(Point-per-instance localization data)
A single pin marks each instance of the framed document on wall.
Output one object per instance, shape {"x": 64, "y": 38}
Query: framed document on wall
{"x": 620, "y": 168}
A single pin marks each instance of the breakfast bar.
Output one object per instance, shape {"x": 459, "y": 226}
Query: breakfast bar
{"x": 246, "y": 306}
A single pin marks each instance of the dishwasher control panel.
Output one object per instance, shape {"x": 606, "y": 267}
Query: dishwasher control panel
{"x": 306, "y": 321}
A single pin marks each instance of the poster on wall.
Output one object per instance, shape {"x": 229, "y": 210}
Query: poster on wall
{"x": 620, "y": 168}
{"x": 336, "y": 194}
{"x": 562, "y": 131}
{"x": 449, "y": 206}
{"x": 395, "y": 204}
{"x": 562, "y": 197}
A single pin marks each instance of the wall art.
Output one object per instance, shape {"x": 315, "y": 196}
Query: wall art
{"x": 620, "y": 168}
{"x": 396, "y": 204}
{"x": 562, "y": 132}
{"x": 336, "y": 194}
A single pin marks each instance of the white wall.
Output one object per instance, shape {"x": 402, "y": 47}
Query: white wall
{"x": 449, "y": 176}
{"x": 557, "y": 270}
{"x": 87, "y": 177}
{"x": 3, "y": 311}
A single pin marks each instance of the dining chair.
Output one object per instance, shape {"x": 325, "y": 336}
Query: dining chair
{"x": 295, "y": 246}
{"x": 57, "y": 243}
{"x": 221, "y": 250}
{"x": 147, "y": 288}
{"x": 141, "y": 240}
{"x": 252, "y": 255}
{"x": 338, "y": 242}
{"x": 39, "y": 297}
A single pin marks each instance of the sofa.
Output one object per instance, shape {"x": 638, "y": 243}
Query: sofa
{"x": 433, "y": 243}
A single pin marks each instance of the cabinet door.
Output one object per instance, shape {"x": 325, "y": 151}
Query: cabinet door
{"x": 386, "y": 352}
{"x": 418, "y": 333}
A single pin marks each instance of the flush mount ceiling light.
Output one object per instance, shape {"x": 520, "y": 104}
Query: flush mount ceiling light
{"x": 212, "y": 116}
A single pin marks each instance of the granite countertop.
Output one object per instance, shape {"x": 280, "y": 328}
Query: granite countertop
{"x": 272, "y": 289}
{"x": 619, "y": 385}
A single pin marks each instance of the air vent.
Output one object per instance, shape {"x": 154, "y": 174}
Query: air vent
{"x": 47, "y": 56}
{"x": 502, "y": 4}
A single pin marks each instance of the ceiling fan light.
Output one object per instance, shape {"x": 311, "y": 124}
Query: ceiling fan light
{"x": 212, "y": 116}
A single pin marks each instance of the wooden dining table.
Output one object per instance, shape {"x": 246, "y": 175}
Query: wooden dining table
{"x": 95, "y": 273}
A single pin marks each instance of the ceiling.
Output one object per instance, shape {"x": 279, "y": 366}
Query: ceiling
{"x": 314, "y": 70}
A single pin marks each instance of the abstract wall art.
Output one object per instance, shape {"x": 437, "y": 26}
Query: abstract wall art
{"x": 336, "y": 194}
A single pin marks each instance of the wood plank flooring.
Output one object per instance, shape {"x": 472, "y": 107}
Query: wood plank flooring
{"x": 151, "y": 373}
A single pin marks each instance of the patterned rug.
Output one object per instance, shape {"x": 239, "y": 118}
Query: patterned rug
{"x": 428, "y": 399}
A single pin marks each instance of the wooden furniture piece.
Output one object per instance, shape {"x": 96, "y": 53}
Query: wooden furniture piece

* [Instructions to follow] Above are some records; extract every one of them exactly.

* [Task answer]
A single pin marks each instance of the framed document on wall.
Output one object per instance, shape {"x": 64, "y": 38}
Query: framed document on wall
{"x": 620, "y": 168}
A single pin marks each instance of the breakfast bar.
Output one object per instance, shape {"x": 459, "y": 226}
Query: breakfast bar
{"x": 246, "y": 306}
A single pin marks each instance of the dishwasher control panel.
Output one object per instance, shape {"x": 606, "y": 267}
Query: dishwasher control panel
{"x": 306, "y": 321}
A single pin marks each instance of the poster on wall.
Output one object per instance, shape {"x": 229, "y": 210}
Query: poster on wall
{"x": 620, "y": 168}
{"x": 336, "y": 194}
{"x": 562, "y": 131}
{"x": 449, "y": 206}
{"x": 395, "y": 204}
{"x": 562, "y": 197}
A single pin marks each instance of the wall art.
Output one object per instance, shape {"x": 315, "y": 196}
Query: wall art
{"x": 620, "y": 168}
{"x": 396, "y": 204}
{"x": 562, "y": 132}
{"x": 336, "y": 194}
A single pin marks each instance of the white wall.
Output one object per instance, shape {"x": 402, "y": 47}
Query: white wall
{"x": 449, "y": 176}
{"x": 557, "y": 270}
{"x": 87, "y": 177}
{"x": 3, "y": 311}
A single pin marks each instance of the dining chair.
Output one object per instance, shape {"x": 325, "y": 336}
Query: dining chair
{"x": 295, "y": 246}
{"x": 57, "y": 243}
{"x": 221, "y": 250}
{"x": 147, "y": 288}
{"x": 141, "y": 240}
{"x": 252, "y": 255}
{"x": 338, "y": 242}
{"x": 39, "y": 297}
A single pin marks each instance of the sofa.
Output one object per instance, shape {"x": 638, "y": 243}
Query: sofa
{"x": 433, "y": 243}
A single pin marks each instance of the cabinet door.
Output one object per instance, shape {"x": 325, "y": 151}
Query: cabinet door
{"x": 386, "y": 352}
{"x": 418, "y": 333}
A single pin marks each instance of the flush mount ceiling light.
Output one object per instance, shape {"x": 520, "y": 104}
Query: flush mount ceiling light
{"x": 212, "y": 116}
A single pin marks each instance of the granite countertop.
Output one object per instance, shape {"x": 280, "y": 328}
Query: granite countertop
{"x": 272, "y": 289}
{"x": 619, "y": 385}
A single pin marks each instance of the air vent.
Output one object per instance, shape {"x": 154, "y": 174}
Query: air vent
{"x": 47, "y": 56}
{"x": 502, "y": 4}
A single pin marks each instance of the ceiling fan light.
Output one object per instance, shape {"x": 311, "y": 124}
Query: ceiling fan light
{"x": 212, "y": 116}
A single pin marks each instance of the wooden dining table.
Output one object per instance, shape {"x": 246, "y": 175}
Query: wooden dining table
{"x": 95, "y": 273}
A single pin marks each instance of the ceiling.
Output one object per instance, shape {"x": 279, "y": 366}
Query: ceiling
{"x": 314, "y": 70}
A single pin marks each instance of the abstract wall art.
Output one object per instance, shape {"x": 437, "y": 26}
Query: abstract wall art
{"x": 336, "y": 194}
A single pin marks each instance of the wood plank flooring.
Output one object per instance, shape {"x": 472, "y": 107}
Query: wood plank flooring
{"x": 151, "y": 373}
A single pin marks each instance of the patterned rug.
Output one object per instance, shape {"x": 239, "y": 118}
Query: patterned rug
{"x": 428, "y": 399}
A single pin marks each instance of the wooden furniture piece.
Output one object per instance, shape {"x": 96, "y": 53}
Query: wooden furniture piece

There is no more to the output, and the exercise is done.